ここでは、請求書のフォントを選ぶ際に押さえておくべき3つの重要なポイントを解説します。
請求書で最も重要なのは、情報が誰にとっても正確に読み取れることです。読み間違いは、入金遅延や金額の誤りといった重大なトラブルに直結しかねません。線が細すぎたり、装飾が多かったりする奇抜なフォントは避け、シンプルで明瞭な書体を選びましょう。
特に、数字の判別しやすさは重要です。例えば、「1」と「l(小文字のエル)」、「0(ゼロ)」と「O(大文字のオー)」が見分けにくいフォントは避けるべきです。
ポップ体や手書き風フォントのようなカジュアルすぎる書体は、ビジネスの場にふさわしくなく、相手に軽薄な印象や不信感を与えてしまう可能性があります。取引先に誠実さや信頼性を示すためにも、フォーマルな書体を選びましょう。
請求書をExcelやWordなどのファイル形式で送付する場合、相手のパソコンに同じフォントがインストールされていないと、別のフォントに置き換えられて表示が崩れてしまう「文字化け」や「レイアウト崩れ」の原因になります。
独自に購入・インストールしたデザインフォントは、自社の環境では美しく表示されても、取引先の環境では正しく表示されないリスクが高いことを覚えておきましょう。請求書のような重要な文書では、環境依存の少ない、誰もが利用できるフォントを選ぶことがビジネスマナーです。

━━━━━━━━━━━━━━━━━━━━━━━━━━━━━━

- 問題と課題:
A. 請求書のフォント選びについての本文から、「請求書で最も重要なのは、情報」から「いフォントは避けるべきです。」までを、その両方を含めて書き出してください。
B. 次の(i)〜(iii)が請求書のフォント選びについての本文と合っているか、それぞれ「はい」か「いいえ」で答え、決め手となる本文の言葉をそのまま引用してください。
(i) 請求書では、数字の見分けやすさが特に重要である。
(ii) 手書き風フォントは親しみやすいので、請求書に向いている。
(iii) 自分で購入したデザインフォントは、取引先のパソコンでも必ず正しく表示される。
C. 請求書のフォント選びについての本文を、最後の文の後から続けて書いてください。
この後の項目は、使わなくても大丈夫です。

(抽出された項目)

━━━━━━━━━━━━━━━━━━━━━━━━━━━━━━

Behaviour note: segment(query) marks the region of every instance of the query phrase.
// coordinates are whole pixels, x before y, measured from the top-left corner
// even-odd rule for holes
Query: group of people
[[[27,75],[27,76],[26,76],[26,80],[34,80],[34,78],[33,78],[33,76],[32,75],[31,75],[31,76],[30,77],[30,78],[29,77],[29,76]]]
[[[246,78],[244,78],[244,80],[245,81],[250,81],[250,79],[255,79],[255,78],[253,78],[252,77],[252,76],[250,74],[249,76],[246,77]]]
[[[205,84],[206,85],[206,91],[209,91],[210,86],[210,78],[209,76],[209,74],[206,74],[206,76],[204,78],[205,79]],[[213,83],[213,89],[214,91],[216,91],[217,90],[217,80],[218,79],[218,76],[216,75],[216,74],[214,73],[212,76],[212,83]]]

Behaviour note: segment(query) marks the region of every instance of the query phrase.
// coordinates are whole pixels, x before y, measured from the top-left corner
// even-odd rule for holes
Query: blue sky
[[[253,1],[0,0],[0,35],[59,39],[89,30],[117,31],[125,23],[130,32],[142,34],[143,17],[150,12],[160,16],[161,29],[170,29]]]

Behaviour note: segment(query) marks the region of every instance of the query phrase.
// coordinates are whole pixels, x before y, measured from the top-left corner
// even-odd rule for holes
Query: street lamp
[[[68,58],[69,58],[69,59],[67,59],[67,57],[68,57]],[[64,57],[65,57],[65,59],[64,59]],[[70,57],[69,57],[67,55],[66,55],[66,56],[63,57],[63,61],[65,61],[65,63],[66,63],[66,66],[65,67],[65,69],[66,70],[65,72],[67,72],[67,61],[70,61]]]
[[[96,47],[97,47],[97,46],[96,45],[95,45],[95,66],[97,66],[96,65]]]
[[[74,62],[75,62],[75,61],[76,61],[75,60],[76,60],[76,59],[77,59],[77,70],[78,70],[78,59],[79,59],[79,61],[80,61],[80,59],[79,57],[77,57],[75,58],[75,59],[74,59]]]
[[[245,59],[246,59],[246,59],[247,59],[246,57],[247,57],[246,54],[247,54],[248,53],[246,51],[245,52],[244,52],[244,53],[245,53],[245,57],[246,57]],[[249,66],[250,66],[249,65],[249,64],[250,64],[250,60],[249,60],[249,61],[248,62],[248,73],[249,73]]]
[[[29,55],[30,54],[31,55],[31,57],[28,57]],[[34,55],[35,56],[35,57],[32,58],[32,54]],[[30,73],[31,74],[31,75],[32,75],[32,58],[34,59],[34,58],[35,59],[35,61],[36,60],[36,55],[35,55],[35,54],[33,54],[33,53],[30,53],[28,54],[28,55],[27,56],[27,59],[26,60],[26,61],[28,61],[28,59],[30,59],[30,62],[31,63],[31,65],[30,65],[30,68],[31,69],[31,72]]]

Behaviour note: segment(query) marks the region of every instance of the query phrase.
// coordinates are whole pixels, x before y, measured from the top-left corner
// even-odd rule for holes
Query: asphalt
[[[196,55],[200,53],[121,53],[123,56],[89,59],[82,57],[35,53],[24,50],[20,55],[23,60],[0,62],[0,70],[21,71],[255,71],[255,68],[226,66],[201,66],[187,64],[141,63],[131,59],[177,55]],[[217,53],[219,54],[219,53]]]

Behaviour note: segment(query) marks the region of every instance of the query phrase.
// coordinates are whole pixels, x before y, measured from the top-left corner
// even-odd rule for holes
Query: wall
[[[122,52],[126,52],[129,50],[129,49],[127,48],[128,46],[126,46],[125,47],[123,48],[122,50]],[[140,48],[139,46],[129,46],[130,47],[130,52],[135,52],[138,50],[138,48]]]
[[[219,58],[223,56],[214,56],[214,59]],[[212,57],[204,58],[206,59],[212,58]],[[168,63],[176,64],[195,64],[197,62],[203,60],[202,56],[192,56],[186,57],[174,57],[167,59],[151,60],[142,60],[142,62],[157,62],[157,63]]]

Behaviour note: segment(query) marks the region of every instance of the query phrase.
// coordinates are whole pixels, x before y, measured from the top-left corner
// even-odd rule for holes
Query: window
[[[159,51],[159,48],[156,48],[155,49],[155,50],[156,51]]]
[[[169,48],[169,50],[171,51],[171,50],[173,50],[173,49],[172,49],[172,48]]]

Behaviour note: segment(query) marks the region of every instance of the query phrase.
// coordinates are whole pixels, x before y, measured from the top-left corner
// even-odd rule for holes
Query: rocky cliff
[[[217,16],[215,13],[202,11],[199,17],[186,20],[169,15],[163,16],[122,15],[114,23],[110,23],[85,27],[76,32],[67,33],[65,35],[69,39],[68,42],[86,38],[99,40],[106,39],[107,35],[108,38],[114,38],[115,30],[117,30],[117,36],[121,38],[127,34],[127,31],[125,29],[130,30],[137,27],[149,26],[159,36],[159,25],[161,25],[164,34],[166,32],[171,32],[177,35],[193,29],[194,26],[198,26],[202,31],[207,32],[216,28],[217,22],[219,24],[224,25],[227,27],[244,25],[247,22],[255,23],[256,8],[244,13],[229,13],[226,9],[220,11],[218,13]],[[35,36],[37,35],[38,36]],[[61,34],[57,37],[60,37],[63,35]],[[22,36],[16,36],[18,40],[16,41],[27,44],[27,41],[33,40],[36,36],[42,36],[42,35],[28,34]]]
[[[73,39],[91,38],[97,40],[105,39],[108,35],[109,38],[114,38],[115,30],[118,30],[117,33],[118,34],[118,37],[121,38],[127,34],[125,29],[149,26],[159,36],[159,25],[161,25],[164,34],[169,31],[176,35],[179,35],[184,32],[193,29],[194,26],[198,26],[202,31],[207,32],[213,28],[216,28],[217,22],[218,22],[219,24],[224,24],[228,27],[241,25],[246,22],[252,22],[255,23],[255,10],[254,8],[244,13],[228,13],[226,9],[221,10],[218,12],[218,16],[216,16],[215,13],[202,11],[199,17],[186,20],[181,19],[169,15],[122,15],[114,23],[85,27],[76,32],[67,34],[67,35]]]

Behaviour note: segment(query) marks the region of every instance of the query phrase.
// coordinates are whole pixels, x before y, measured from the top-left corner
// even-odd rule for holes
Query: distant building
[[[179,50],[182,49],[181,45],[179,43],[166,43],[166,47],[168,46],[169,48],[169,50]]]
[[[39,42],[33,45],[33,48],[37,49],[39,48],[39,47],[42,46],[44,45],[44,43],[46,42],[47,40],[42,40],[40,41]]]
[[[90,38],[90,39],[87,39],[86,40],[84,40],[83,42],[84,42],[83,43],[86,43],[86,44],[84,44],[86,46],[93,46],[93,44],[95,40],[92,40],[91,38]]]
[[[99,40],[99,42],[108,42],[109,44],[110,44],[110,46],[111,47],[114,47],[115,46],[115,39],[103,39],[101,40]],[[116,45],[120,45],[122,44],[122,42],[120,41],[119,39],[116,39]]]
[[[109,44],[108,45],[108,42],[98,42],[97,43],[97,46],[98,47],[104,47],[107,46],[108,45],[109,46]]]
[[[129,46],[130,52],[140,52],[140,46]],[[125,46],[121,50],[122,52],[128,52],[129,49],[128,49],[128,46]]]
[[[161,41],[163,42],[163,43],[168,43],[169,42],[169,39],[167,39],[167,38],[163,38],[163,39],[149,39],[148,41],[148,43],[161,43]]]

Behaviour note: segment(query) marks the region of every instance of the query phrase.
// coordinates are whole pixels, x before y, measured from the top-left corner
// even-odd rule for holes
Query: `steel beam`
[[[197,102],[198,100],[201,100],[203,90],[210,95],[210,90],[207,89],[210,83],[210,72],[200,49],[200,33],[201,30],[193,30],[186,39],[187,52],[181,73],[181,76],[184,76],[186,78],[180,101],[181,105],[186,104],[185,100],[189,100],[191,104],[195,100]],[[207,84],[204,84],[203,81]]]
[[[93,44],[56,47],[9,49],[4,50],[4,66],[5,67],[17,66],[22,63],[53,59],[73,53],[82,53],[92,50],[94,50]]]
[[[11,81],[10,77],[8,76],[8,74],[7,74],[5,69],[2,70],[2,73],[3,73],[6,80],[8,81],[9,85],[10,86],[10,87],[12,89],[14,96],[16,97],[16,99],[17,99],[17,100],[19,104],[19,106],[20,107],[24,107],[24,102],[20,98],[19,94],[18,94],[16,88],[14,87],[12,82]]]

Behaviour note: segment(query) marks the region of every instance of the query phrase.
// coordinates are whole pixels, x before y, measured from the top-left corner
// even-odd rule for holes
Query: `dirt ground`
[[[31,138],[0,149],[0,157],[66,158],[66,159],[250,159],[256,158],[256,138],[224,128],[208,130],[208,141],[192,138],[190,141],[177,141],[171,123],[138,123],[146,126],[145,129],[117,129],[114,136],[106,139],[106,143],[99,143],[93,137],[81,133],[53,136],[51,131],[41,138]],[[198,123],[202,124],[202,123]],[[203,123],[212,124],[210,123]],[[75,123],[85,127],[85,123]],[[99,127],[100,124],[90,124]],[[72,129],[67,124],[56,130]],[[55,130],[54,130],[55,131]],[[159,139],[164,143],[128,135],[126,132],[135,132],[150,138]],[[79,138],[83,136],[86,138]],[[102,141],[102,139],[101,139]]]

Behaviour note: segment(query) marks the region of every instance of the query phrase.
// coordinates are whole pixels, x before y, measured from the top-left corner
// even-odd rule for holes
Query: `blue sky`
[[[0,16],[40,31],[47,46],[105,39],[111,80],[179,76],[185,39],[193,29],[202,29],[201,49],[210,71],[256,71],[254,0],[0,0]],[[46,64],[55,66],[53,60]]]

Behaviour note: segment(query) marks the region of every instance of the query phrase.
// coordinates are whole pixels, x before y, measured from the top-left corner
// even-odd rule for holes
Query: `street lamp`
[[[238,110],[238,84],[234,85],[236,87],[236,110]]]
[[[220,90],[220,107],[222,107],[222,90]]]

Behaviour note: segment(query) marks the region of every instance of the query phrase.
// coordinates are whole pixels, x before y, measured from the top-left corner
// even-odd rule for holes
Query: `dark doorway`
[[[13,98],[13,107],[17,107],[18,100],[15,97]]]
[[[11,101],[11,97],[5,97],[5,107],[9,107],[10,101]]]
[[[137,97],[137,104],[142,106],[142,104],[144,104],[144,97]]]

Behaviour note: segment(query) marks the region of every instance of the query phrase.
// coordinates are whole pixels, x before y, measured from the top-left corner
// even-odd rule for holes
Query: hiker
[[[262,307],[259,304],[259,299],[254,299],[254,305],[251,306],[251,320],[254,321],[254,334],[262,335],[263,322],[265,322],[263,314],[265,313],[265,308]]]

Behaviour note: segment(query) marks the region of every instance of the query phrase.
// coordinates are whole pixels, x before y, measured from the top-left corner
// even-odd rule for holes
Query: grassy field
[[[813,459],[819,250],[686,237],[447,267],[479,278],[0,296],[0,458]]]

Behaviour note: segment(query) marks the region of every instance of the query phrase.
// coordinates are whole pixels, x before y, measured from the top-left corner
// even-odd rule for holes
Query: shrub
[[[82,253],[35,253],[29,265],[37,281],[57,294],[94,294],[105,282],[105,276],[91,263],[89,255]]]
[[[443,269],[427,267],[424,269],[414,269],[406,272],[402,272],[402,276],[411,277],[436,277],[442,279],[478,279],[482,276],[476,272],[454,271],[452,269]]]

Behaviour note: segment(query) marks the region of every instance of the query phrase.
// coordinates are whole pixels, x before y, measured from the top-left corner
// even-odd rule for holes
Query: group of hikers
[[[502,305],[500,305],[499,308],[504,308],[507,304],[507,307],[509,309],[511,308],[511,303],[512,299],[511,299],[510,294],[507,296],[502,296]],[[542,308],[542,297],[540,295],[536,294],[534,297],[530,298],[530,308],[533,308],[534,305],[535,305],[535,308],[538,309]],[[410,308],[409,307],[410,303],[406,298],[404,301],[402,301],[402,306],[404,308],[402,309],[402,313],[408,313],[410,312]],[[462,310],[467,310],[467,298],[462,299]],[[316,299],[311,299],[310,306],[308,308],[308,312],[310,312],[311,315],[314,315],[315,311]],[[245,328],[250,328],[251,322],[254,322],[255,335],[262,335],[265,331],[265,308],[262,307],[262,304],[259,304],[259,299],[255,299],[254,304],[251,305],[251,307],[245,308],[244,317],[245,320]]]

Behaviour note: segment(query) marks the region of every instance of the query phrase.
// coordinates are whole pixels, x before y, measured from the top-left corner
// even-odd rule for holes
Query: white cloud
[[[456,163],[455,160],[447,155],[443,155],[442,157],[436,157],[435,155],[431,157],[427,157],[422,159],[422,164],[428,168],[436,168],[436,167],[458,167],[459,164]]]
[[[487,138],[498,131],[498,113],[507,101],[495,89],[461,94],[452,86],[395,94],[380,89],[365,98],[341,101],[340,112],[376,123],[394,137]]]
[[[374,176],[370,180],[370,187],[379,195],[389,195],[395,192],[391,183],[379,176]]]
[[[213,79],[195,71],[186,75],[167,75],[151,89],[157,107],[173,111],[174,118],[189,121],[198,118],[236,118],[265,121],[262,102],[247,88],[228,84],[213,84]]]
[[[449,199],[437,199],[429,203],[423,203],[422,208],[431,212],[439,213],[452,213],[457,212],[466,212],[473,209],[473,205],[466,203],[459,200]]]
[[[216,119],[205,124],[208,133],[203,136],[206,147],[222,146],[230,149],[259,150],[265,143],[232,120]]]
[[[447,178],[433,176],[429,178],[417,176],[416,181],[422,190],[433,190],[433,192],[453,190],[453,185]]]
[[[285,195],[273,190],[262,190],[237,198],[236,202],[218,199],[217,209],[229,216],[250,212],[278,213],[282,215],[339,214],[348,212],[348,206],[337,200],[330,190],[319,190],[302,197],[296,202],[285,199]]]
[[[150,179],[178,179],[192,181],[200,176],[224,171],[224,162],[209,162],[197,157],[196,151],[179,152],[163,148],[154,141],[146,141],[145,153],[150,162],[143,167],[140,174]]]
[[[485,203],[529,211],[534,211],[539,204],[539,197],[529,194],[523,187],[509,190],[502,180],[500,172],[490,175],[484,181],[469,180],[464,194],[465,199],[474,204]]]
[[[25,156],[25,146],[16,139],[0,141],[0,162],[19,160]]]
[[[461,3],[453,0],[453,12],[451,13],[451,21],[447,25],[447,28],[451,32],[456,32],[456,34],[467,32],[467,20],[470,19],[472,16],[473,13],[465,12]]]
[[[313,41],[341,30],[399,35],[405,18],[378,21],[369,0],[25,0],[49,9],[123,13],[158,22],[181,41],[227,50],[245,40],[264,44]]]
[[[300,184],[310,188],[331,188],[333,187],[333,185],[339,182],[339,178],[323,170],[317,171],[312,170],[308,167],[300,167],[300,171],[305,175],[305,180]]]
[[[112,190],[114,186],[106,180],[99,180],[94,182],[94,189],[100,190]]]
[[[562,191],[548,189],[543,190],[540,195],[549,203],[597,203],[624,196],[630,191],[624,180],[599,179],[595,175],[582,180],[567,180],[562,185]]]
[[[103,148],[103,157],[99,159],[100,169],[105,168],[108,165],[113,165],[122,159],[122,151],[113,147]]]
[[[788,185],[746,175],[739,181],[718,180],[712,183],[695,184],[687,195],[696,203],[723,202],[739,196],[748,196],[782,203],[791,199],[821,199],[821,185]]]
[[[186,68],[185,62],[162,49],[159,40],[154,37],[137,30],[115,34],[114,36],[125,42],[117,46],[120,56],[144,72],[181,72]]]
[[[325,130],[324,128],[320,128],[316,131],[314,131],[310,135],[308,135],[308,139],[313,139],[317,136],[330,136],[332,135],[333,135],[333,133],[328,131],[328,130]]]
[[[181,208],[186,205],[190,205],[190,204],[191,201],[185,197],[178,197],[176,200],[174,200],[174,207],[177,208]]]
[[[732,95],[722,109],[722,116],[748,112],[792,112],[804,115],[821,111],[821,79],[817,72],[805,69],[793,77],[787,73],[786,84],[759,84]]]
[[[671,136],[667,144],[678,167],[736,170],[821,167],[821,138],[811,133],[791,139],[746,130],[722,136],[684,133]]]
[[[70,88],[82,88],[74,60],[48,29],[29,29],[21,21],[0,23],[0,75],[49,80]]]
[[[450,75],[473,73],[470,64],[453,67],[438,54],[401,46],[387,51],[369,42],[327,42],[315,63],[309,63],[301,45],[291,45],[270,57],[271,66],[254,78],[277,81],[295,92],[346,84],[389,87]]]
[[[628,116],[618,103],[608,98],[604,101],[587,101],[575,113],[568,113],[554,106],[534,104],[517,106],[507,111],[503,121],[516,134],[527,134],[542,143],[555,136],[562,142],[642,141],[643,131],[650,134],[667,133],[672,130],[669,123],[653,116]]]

━━━━━━━━━━━━━━━━━━━━━━━━━━━━━━

- 各課題の解答:
A.
請求書で最も重要なのは、情報が誰にとっても正確に読み取れることです。読み間違いは、入金遅延や金額の誤りといった重大なトラブルに直結しかねません。線が細すぎたり、装飾が多かったりする奇抜なフォントは避け、シンプルで明瞭な書体を選びましょう。
特に、数字の判別しやすさは重要です。例えば、「1」と「l(小文字のエル)」、「0(ゼロ)」と「O(大文字のオー)」が見分けにくいフォントは避けるべきです。

B.
(i) はい。「特に、数字の判別しやすさは重要です。」
(ii) いいえ。「ポップ体や手書き風フォントのようなカジュアルすぎる書体は、ビジネスの場にふさわしくなく」
(iii) いいえ。「取引先の環境では正しく表示されないリスクが高いことを覚えておきましょう。」

C.
ビジネスの現場ではWindowsが主流ですが、デザイン業界などではMacを使う企業も多くあります。ここで注意したいのが、WindowsとMacでは標準搭載のフォントが異なるという点です。このようなフォントを「環境依存フォント」と呼びます。
たとえば、Macに標準で入っているフォントは、Windowsでは使えません。そのため、Macのフォントを使って作成した請求書をWindowsで開くと、自動的に別のフォントに置き換えられ、文字サイズや字間がずれてレイアウトが崩れることがあります。
独自に購入・インストールしたデザインフォントなども自社の環境では美しく表示されても、取引先の環境では正しく表示されないリスクが高いことを覚えておきましょう。請求書のような重要な文書では、環境依存の少ない、誰もが利用できるフォントを選ぶことがビジネスマナーです。
請求書作成でどのフォントを使えば良いか迷う方のために、ビジネスシーンで定番とされるおすすめのフォントを5つご紹介します。それぞれのフォントが持つ特徴や印象を理解し、自社のイメージや取引先に合わせて最適なものを選びましょう。
游明朝は、WindowsとMacの両方に標準搭載されていることが多い、比較的新しい明朝体です。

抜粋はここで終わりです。